*** Opening of EXCERPTED PASSAGE ***
Being an entrepreneur or putting the basis for a startup is challenging enough without having to think about all the risks and threats lurking around in the shadows of the internet. After all, why would a hacker or someone trying to score big bucks even bother with such small companies?
As it turns out, ill-intended actors have no qualms attacking small businesses and even startups. In fact, these are the easiest targets for them since, due to budget limitations, the owners tend to cut down the costs with cybersecurity and protection.
Unfortunately, in the backdrop of the COVID-19 pandemic and the general atmosphere of economic instability that’s present in many developed countries, the world is under attack from cybercriminals. Statistics and reports show an alarming increase in cyberattacks starting with 2020, which also increases the chance your company or your employees will be under attack at some point in the near future.
However, the attacks are not always successful and they tend to be focused on specific groups or areas. Therefore, in order to protect your assets, it’s a good idea to stay informed and learn how cybercriminals choose their targets. Let’s take Identity theft as an example and see the elements that put you or your company at risk.
*** Close of EXCERPTED PASSAGE ***
#### [LIST OF TASKS]
A – Summarize the passage on cyberattacks against small businesses in two sentences.
B – Rewrite the part of the passage on cyberattacks against small businesses starting with "However, the attacks" and going on through "company at risk.", renaming "cybercriminals" as "online criminals".
The records that follow were drawn from a separate source.
*** Opening of MATERIAL SHOWN ***
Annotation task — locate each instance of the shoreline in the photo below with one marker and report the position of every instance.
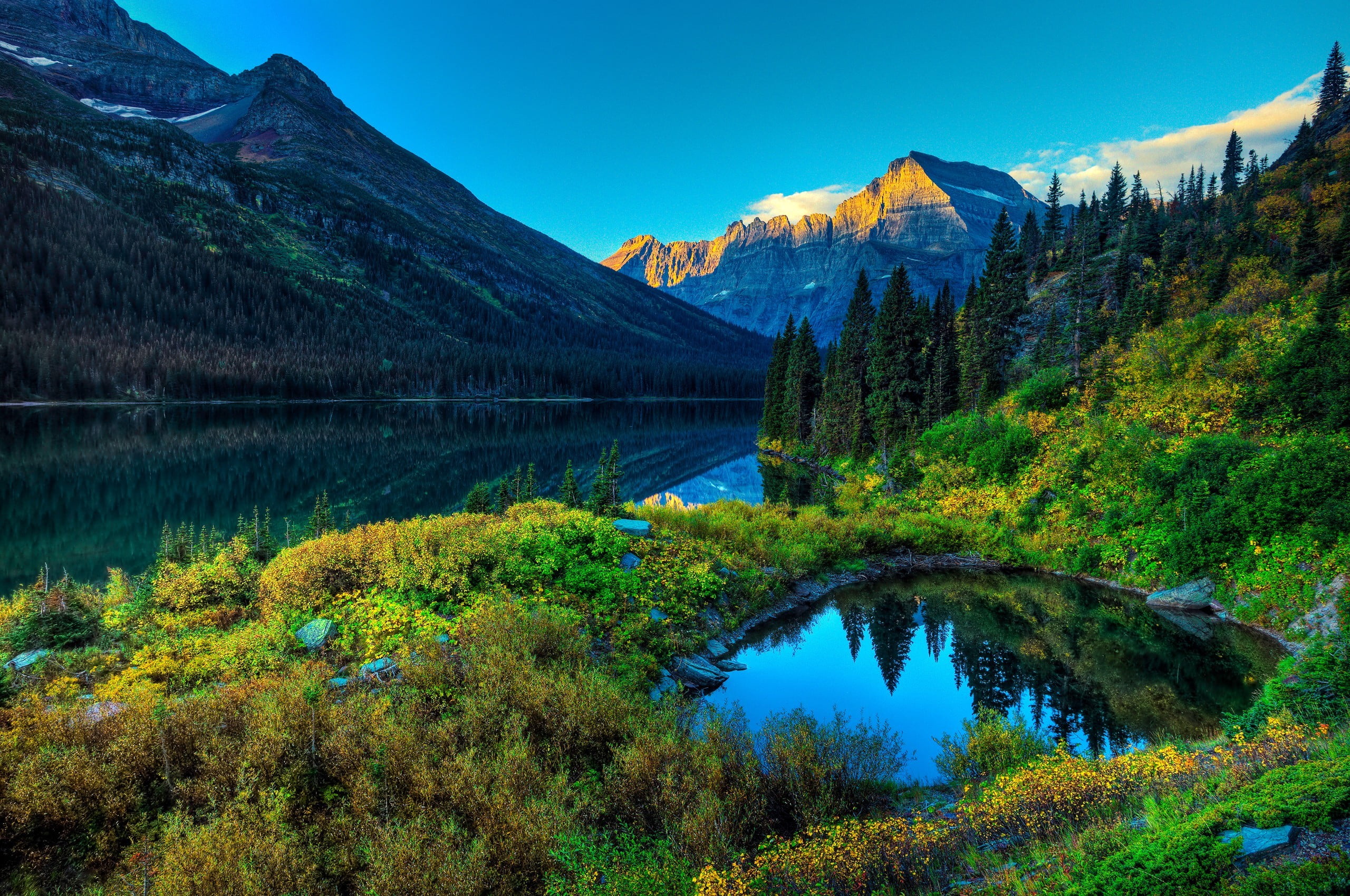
(804, 593)
(150, 403)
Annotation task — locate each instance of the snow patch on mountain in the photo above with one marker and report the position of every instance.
(137, 112)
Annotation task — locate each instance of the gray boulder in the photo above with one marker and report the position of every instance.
(1192, 596)
(316, 635)
(637, 528)
(1261, 842)
(697, 673)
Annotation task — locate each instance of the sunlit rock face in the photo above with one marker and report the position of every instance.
(929, 215)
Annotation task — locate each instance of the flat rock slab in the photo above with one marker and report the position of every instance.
(1192, 596)
(316, 635)
(637, 528)
(1261, 842)
(697, 673)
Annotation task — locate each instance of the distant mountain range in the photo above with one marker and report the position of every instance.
(274, 200)
(929, 215)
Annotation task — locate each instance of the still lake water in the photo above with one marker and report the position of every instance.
(1088, 666)
(88, 488)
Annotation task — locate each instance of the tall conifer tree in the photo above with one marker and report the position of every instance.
(1333, 81)
(845, 403)
(801, 386)
(1054, 228)
(1230, 180)
(772, 417)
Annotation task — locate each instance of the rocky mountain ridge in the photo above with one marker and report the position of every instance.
(292, 173)
(929, 215)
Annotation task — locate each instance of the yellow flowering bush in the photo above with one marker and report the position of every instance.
(1050, 794)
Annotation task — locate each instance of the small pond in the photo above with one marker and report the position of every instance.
(1084, 664)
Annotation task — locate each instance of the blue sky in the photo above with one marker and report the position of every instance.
(594, 122)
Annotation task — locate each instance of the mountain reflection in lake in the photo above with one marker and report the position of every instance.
(88, 488)
(1088, 666)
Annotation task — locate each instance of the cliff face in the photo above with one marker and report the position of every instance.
(929, 215)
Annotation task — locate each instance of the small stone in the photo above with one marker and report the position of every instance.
(697, 673)
(27, 659)
(1261, 842)
(663, 686)
(316, 635)
(375, 667)
(1192, 596)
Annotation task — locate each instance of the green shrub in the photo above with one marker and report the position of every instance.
(989, 745)
(817, 771)
(1183, 860)
(621, 865)
(1045, 391)
(996, 447)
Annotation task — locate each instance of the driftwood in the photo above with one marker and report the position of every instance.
(804, 462)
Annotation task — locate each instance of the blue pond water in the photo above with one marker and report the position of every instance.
(1088, 666)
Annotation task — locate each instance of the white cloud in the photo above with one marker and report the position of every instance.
(798, 206)
(1266, 129)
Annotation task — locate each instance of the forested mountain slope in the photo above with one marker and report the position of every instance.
(269, 242)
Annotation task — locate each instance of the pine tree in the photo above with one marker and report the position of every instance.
(1333, 81)
(1054, 228)
(1232, 165)
(772, 417)
(1341, 242)
(1029, 241)
(844, 405)
(941, 392)
(322, 520)
(992, 314)
(1307, 254)
(1113, 206)
(801, 386)
(1303, 143)
(894, 373)
(569, 493)
(480, 499)
(1048, 351)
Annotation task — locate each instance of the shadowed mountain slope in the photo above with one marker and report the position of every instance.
(310, 254)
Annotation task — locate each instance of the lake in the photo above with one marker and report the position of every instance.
(1090, 666)
(90, 488)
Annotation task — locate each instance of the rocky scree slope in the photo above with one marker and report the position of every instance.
(929, 215)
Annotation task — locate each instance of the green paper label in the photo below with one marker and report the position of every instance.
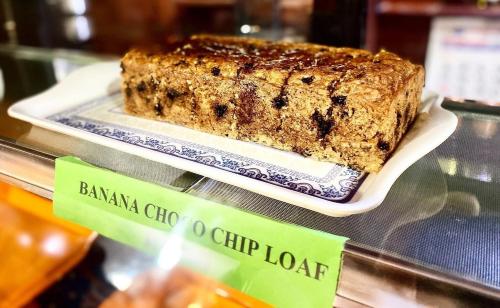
(281, 264)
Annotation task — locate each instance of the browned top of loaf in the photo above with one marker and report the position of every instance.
(345, 71)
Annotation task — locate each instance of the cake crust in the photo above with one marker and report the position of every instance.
(342, 105)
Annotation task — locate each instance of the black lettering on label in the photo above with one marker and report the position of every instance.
(231, 240)
(93, 193)
(83, 188)
(268, 255)
(320, 270)
(146, 210)
(173, 218)
(133, 207)
(161, 214)
(113, 199)
(284, 262)
(214, 230)
(124, 200)
(104, 193)
(304, 268)
(242, 244)
(199, 228)
(254, 245)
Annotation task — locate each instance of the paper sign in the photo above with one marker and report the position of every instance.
(282, 264)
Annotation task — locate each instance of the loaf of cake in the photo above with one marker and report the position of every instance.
(343, 105)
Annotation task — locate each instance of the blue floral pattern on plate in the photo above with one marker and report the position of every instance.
(338, 185)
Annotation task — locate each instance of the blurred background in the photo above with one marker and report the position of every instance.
(112, 26)
(445, 35)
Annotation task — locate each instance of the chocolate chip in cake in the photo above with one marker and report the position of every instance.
(158, 108)
(215, 71)
(220, 110)
(324, 125)
(383, 145)
(339, 100)
(245, 68)
(280, 101)
(173, 94)
(141, 87)
(181, 62)
(128, 91)
(308, 79)
(153, 83)
(301, 151)
(248, 100)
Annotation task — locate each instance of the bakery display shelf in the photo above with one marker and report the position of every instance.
(449, 192)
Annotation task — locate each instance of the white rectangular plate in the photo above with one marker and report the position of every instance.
(88, 105)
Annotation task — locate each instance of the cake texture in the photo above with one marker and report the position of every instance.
(343, 105)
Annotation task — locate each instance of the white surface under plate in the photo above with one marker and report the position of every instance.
(88, 105)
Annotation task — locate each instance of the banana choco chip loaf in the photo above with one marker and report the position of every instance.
(343, 105)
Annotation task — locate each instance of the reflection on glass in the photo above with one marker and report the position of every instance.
(77, 28)
(448, 165)
(54, 244)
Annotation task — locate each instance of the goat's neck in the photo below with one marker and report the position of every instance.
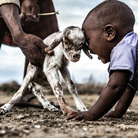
*** Close of MATERIAL SHOWN ***
#### [ANSWER SECTION]
A – Small businesses and startups are easy targets for cybercriminals because budget limits lead owners to cut cybersecurity costs, and cyberattacks have increased alarmingly since 2020 amid the COVID-19 pandemic and economic instability. Since attacks are not always successful and tend to focus on specific groups or areas, staying informed about how cybercriminals choose their targets, as in identity theft, helps protect assets.

B –
However, the attacks are not always successful and they tend to be focused on specific groups or areas. Therefore, in order to protect your assets, it’s a good idea to stay informed and learn how online criminals choose their targets. Let’s take Identity theft as an example and see the elements that put you or your company at risk.